**** 提示された文章
この機関は複数の燃焼室を有し、前記複数の燃焼室は燃焼室の全グループを形成する。前記全グループに属する各燃焼室は、シリンダライナ、ピストン、シリンダカバーによって画定される。前記ピストンはBDCとTDCの間を往復する。前記全グループに属する燃焼室には、第1のサブグループに属する燃焼室と、第2のサブグループに属する燃焼室とがあり、前記全グループに属する各燃焼室は、前記第1のサブグループか前記第2のサブグループのいずれかに属する。前記機関は、少なくとも1つの運転モードにおいて、主燃料としてガス燃料で動作する。
前記第1のサブグループに属する燃焼室のシリンダは、
・ ピストンがBDCからTDCに向かうストロークの途中に加圧ガス燃料を燃焼室に導入するための燃料導入弁と、
・ ピストンがTDC又はその付近にあるときに、高圧ガス燃料を燃焼室に噴射するための燃料噴射弁と、
の両方を装備する。
前記第2のサブグループに属する燃焼室のシリンダは、
・ ピストンがBDCからTDCに向かうストロークの途中に加圧ガス燃料を燃焼室に導入するための燃料導入弁と、
・ ピストンがTDC又はその付近にあるときに、高圧ガス燃料を燃焼室に噴射するための燃料噴射弁と、
のいずれかを装備する。
【0023】
選択されたサブグループのシリンダのみに、燃料導入弁と燃料噴射弁の両方を装備することで、燃料導入のための低圧のガスと燃料噴射ための高圧ガスの両方で動作しうるエンジンを実現しつつ、燃料供給システムのコストを大きく抑えることが可能となる。
********
**** 表示される情報
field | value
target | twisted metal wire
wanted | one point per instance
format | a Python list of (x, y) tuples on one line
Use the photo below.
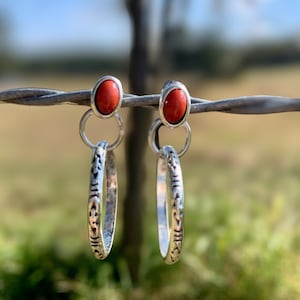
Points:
[(258, 104)]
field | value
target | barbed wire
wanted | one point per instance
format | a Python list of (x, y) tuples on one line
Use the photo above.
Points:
[(257, 104)]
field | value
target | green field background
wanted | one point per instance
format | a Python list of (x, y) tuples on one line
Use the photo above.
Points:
[(242, 192)]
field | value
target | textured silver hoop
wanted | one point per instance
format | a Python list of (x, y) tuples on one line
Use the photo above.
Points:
[(89, 143), (153, 131), (101, 228), (170, 236)]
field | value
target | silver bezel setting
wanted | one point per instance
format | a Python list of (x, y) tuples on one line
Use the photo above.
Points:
[(93, 96), (168, 87)]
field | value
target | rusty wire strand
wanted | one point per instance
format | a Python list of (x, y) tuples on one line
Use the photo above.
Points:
[(258, 104)]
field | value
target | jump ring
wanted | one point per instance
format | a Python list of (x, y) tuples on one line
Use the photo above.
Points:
[(170, 236), (88, 142), (101, 237), (153, 132)]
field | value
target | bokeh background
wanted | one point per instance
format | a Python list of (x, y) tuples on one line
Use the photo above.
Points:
[(241, 172)]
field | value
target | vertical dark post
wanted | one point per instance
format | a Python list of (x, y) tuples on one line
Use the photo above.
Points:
[(139, 119)]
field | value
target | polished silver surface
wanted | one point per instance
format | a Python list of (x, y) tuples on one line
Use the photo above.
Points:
[(153, 131), (166, 90), (101, 227), (255, 104), (94, 91), (170, 204), (86, 140)]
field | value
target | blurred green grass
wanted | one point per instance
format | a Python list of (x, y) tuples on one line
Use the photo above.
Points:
[(241, 179)]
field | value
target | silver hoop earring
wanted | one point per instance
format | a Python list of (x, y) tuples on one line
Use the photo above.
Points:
[(105, 100), (174, 108)]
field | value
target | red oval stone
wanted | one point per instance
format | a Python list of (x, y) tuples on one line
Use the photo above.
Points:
[(175, 105), (107, 97)]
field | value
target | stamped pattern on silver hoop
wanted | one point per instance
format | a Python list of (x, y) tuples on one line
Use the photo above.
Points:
[(170, 233), (101, 233)]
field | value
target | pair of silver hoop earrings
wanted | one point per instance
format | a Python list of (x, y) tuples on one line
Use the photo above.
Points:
[(174, 107)]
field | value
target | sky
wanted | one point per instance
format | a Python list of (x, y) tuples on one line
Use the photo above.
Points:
[(37, 27)]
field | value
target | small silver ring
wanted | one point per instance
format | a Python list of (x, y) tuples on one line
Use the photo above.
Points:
[(170, 232), (153, 131), (101, 228), (85, 139)]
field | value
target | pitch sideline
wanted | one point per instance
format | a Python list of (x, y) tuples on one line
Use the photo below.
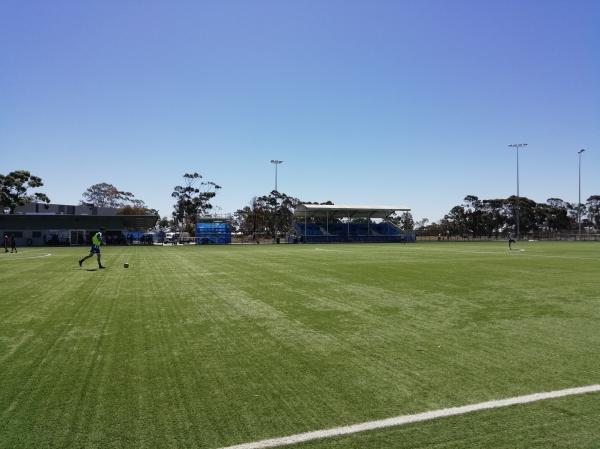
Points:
[(418, 417)]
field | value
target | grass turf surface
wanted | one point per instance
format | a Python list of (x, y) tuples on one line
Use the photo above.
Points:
[(203, 347)]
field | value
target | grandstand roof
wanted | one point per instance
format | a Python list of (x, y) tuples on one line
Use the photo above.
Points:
[(344, 210)]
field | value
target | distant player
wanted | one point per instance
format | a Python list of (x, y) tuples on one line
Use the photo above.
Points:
[(95, 249), (510, 242)]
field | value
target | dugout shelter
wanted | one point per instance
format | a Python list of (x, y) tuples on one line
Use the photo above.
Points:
[(322, 223)]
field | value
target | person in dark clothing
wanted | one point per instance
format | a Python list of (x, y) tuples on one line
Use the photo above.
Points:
[(510, 242)]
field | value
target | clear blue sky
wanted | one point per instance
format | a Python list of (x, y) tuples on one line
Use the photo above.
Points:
[(368, 102)]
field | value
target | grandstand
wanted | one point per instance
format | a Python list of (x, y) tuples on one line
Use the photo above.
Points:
[(320, 223), (213, 229)]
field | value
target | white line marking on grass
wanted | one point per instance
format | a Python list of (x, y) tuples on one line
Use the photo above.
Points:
[(408, 419), (25, 257)]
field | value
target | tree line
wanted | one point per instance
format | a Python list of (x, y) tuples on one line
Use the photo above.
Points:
[(497, 217), (271, 214)]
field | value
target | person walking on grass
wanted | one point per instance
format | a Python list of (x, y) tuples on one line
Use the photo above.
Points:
[(95, 249)]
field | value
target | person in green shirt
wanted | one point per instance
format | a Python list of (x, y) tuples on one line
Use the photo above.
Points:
[(95, 249)]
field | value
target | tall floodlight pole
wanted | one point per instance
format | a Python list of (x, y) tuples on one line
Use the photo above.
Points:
[(518, 220), (579, 198), (276, 163)]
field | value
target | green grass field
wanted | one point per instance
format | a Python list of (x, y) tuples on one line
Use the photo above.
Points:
[(205, 347)]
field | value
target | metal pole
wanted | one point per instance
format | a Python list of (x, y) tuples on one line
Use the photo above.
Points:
[(276, 163), (579, 197), (518, 211), (518, 198)]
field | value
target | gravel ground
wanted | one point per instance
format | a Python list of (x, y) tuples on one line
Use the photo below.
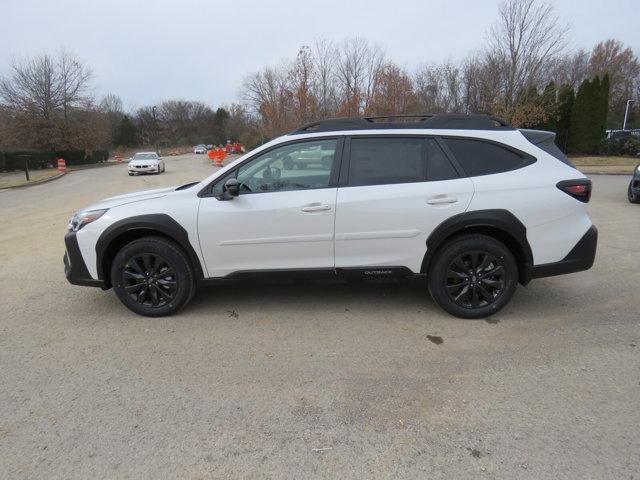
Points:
[(312, 380)]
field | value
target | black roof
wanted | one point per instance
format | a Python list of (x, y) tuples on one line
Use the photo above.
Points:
[(437, 120)]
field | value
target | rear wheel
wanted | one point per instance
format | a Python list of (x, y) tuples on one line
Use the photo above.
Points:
[(633, 197), (152, 277), (473, 276)]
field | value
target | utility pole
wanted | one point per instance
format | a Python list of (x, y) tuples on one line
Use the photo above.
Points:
[(155, 127), (626, 113), (26, 165)]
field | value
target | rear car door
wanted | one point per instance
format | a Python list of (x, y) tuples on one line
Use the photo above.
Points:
[(393, 192), (283, 218)]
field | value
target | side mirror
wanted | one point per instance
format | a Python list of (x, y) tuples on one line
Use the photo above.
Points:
[(231, 188)]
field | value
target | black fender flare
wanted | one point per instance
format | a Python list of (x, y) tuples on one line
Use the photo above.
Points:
[(157, 223), (495, 220)]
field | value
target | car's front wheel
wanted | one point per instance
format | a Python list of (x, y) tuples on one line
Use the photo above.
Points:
[(473, 276), (631, 195), (152, 277)]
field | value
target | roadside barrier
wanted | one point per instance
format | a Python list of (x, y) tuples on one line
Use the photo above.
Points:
[(217, 155)]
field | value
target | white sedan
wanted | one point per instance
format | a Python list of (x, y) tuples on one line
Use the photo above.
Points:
[(146, 162)]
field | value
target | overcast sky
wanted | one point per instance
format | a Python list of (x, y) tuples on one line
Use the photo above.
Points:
[(147, 51)]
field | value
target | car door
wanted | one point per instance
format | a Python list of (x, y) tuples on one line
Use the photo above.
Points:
[(283, 217), (393, 192)]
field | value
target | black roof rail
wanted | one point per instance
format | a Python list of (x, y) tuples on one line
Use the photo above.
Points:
[(452, 121)]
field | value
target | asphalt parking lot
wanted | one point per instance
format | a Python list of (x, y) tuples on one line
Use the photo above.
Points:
[(312, 380)]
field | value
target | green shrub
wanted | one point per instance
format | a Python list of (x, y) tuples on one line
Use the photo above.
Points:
[(620, 146)]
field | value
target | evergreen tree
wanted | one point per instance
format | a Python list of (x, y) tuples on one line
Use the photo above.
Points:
[(125, 134), (566, 97), (588, 118), (549, 105), (579, 132)]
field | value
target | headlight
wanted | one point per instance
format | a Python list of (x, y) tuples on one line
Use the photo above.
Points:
[(82, 218)]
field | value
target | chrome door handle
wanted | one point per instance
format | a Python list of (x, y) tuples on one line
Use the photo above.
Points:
[(316, 207), (442, 200)]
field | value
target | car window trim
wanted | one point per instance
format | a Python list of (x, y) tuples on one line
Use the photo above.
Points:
[(343, 181), (207, 191), (527, 158)]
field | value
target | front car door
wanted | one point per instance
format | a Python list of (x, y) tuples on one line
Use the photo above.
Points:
[(394, 191), (283, 218)]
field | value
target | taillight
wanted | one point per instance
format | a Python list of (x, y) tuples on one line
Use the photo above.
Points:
[(579, 189)]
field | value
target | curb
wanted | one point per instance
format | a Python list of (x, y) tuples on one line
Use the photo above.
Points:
[(37, 182)]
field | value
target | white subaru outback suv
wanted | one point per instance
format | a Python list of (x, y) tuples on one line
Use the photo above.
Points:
[(471, 203)]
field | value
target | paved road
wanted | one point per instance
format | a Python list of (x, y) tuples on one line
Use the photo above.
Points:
[(312, 381)]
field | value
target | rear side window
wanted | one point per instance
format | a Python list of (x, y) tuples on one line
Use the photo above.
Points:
[(438, 165), (552, 149), (478, 157), (379, 161)]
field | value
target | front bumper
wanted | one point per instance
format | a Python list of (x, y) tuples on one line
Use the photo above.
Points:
[(581, 257), (153, 169), (74, 267)]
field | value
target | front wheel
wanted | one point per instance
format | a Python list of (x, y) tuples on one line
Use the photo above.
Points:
[(473, 276), (152, 277)]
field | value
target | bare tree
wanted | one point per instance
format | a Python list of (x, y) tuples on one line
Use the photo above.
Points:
[(526, 36), (357, 71), (440, 88), (324, 55), (612, 58), (393, 93)]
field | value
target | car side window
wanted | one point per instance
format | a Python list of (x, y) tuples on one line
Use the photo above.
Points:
[(478, 157), (297, 166), (380, 161), (438, 165)]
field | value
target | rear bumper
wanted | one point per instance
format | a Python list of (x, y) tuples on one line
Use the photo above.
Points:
[(74, 267), (580, 258)]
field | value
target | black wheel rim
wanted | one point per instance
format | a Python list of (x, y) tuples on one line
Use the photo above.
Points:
[(149, 280), (475, 279)]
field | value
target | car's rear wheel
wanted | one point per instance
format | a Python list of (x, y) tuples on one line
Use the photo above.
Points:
[(473, 276), (152, 277), (631, 195)]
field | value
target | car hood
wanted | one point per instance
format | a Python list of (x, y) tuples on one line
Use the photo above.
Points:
[(131, 197), (144, 162)]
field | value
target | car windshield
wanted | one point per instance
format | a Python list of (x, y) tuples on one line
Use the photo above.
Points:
[(145, 156)]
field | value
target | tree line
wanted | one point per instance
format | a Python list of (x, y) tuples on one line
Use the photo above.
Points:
[(47, 103), (524, 72)]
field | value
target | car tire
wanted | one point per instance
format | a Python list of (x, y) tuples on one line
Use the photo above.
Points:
[(473, 276), (152, 277), (633, 198)]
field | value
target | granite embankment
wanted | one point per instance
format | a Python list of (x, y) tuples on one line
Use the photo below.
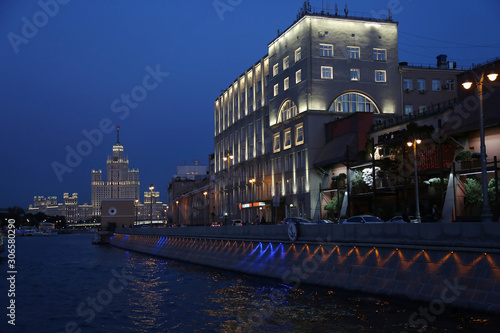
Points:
[(453, 264)]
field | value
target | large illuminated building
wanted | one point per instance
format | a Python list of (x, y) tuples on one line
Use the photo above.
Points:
[(121, 183), (270, 122)]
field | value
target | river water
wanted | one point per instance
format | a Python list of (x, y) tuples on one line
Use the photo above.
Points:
[(66, 284)]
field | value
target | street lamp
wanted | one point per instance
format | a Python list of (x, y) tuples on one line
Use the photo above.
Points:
[(227, 158), (414, 143), (205, 204), (486, 215), (151, 188), (136, 203)]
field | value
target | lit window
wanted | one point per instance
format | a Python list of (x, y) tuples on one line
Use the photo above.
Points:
[(326, 72), (353, 52), (276, 143), (379, 55), (450, 84), (326, 50), (298, 76), (380, 76), (275, 70), (298, 54), (354, 74), (421, 84), (299, 134), (408, 84), (436, 84), (408, 109), (287, 140), (286, 63), (288, 110), (353, 102)]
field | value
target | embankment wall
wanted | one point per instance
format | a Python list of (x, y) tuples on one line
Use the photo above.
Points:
[(444, 264)]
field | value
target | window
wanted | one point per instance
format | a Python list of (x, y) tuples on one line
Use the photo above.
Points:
[(326, 72), (354, 74), (298, 76), (276, 143), (408, 84), (421, 84), (286, 63), (287, 140), (298, 54), (299, 134), (379, 55), (326, 50), (408, 109), (275, 69), (436, 84), (353, 52), (353, 102), (380, 76), (288, 110), (450, 84)]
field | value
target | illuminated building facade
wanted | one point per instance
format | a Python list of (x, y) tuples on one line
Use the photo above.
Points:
[(121, 183), (269, 123)]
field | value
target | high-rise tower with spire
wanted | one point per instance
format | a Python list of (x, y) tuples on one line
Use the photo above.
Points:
[(121, 183)]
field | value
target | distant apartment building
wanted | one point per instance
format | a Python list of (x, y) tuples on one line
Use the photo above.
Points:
[(424, 87), (69, 208), (189, 196), (121, 182), (270, 122)]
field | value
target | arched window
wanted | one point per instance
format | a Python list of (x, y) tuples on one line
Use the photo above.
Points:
[(353, 102), (288, 110)]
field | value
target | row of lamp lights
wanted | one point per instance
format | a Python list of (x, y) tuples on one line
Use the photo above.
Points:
[(486, 215)]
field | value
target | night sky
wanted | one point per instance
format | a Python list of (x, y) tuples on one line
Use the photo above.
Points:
[(74, 73)]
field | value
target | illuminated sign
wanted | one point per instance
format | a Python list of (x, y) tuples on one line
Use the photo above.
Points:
[(252, 204)]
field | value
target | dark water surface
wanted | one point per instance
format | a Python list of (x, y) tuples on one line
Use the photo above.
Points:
[(66, 284)]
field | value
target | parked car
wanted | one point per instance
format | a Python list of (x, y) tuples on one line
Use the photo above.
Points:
[(396, 219), (326, 221), (299, 220), (236, 223), (360, 219)]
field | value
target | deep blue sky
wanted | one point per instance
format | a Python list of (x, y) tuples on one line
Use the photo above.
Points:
[(63, 78)]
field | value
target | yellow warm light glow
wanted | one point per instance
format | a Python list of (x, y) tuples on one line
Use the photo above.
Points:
[(467, 84), (492, 76)]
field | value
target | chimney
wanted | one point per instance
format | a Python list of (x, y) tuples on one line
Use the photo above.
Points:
[(442, 63)]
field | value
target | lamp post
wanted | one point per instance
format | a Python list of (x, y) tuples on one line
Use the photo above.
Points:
[(414, 143), (251, 181), (486, 215), (136, 203), (227, 158), (151, 188), (205, 204)]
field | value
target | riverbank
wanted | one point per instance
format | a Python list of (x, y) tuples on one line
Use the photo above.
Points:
[(444, 264)]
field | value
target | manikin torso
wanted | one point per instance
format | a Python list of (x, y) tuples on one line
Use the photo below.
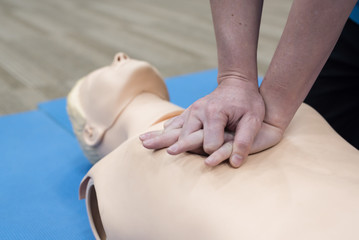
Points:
[(306, 187)]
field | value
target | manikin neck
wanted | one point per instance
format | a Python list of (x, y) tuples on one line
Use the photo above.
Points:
[(142, 112)]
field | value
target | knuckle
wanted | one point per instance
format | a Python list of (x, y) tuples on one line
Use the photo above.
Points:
[(196, 106), (210, 148), (254, 120), (243, 145), (212, 109)]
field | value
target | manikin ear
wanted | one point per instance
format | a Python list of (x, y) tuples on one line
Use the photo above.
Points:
[(88, 191)]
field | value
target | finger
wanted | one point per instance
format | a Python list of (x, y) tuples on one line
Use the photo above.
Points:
[(173, 123), (228, 136), (191, 125), (246, 131), (222, 154), (163, 140), (213, 134), (149, 135), (191, 142)]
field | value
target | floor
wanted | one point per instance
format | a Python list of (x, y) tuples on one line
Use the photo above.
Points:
[(46, 45)]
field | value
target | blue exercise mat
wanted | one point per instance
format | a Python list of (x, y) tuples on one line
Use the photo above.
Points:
[(41, 166)]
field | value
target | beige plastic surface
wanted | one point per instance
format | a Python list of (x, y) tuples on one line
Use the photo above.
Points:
[(306, 187)]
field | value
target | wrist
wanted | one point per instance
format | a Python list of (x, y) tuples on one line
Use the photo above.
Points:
[(237, 78)]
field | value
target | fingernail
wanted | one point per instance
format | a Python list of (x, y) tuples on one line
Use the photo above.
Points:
[(147, 142), (173, 148), (236, 160), (143, 136), (209, 161)]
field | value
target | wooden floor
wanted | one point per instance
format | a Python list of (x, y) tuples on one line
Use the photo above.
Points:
[(46, 45)]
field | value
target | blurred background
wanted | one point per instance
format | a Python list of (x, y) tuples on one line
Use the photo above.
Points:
[(47, 45)]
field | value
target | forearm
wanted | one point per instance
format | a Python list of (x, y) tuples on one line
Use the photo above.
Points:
[(236, 25), (311, 32)]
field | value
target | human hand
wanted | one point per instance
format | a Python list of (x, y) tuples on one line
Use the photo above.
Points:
[(268, 136), (235, 106)]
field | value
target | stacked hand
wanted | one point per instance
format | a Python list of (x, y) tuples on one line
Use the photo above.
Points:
[(226, 124)]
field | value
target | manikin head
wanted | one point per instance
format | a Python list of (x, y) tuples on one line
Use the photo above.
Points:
[(97, 101)]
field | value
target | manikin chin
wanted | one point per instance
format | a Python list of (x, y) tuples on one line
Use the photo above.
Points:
[(306, 187)]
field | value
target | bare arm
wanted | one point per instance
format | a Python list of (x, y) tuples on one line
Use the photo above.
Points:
[(312, 29), (236, 24)]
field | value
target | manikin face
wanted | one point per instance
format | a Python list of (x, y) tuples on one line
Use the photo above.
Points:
[(102, 96)]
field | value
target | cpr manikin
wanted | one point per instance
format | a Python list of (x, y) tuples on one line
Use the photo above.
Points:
[(306, 187)]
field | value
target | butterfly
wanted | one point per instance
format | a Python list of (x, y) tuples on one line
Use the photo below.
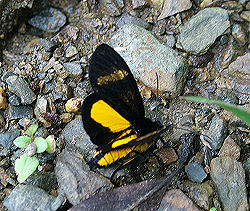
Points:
[(113, 115)]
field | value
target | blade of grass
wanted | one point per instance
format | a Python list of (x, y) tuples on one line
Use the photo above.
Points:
[(240, 112)]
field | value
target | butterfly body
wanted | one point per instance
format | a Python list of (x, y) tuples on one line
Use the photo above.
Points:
[(113, 116)]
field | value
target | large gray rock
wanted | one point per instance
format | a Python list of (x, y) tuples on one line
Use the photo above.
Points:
[(217, 132), (229, 178), (145, 56), (200, 32)]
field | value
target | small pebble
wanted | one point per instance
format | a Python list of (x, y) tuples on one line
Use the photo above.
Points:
[(167, 155), (230, 148), (3, 99), (71, 51), (195, 172), (73, 105)]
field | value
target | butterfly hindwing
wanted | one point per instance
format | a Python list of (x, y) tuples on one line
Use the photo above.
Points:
[(111, 78)]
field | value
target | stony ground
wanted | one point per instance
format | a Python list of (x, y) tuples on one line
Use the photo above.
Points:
[(196, 47)]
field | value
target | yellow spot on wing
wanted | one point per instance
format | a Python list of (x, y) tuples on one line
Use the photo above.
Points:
[(117, 75), (105, 115), (120, 141)]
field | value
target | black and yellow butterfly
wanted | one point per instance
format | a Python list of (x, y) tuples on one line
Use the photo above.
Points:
[(113, 116)]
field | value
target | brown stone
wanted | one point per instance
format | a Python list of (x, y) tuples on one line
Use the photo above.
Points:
[(176, 200), (229, 178), (167, 155), (73, 105), (3, 100), (230, 148)]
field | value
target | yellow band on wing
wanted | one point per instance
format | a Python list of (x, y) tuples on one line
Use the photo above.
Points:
[(105, 115), (121, 141)]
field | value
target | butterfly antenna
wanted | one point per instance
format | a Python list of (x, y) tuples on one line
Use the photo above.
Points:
[(157, 96), (210, 140)]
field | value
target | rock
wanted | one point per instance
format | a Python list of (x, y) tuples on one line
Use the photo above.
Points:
[(239, 34), (76, 180), (217, 132), (229, 178), (193, 34), (28, 197), (167, 155), (245, 15), (236, 78), (169, 40), (230, 149), (227, 96), (48, 45), (44, 180), (6, 141), (71, 51), (112, 8), (176, 200), (61, 91), (3, 99), (145, 56), (138, 4), (74, 105), (20, 87), (235, 121), (128, 19), (50, 20), (74, 134), (232, 5), (73, 69), (67, 117), (248, 6), (172, 7), (195, 172), (40, 106), (72, 32), (18, 112), (14, 100), (246, 166), (2, 121), (201, 194)]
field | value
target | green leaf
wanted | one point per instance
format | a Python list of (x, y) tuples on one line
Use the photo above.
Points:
[(22, 141), (25, 166), (41, 144), (31, 130), (243, 114), (51, 144)]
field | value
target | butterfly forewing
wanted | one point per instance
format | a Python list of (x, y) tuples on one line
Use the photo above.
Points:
[(111, 77), (113, 116)]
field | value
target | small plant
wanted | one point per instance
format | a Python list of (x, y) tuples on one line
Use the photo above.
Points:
[(27, 163)]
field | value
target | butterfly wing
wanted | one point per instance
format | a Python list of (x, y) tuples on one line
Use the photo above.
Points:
[(101, 121), (113, 116), (112, 79)]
********
取り組む作業
#1 燃焼室についての文章をもとに、次の問いに答えよ。
(a) 機関は、少なくとも1つの運転モードにおいて、主燃料として何で動作するか。
(b) 第1のサブグループに属する燃焼室のシリンダは、何を装備するか。
(c) 燃料供給システムのコストを大きく抑えるため、燃料導入弁と燃料噴射弁の両方を装備するのはどのシリンダか。
#2 燃焼室についての文章から、「前記第1のサブグループに属する燃焼室のシリンダは、」を含む語句で始まり「きく抑えることが可能となる。」で終わる部分を、一字一句変えずに書き出せ。

解答結果
#1
(a) ガス燃料
(b) 燃料導入弁と燃料噴射弁の両方
(c) 選択されたサブグループのシリンダのみ

#2
前記第1のサブグループに属する燃焼室のシリンダは、
・ ピストンがBDCからTDCに向かうストロークの途中に加圧ガス燃料を燃焼室に導入するための燃料導入弁と、
・ ピストンがTDC又はその付近にあるときに、高圧ガス燃料を燃焼室に噴射するための燃料噴射弁と、
の両方を装備する。
前記第2のサブグループに属する燃焼室のシリンダは、
・ ピストンがBDCからTDCに向かうストロークの途中に加圧ガス燃料を燃焼室に導入するための燃料導入弁と、
・ ピストンがTDC又はその付近にあるときに、高圧ガス燃料を燃焼室に噴射するための燃料噴射弁と、
のいずれかを装備する。
【0023】
選択されたサブグループのシリンダのみに、燃料導入弁と燃料噴射弁の両方を装備することで、燃料導入のための低圧のガスと燃料噴射ための高圧ガスの両方で動作しうるエンジンを実現しつつ、燃料供給システムのコストを大きく抑えることが可能となる。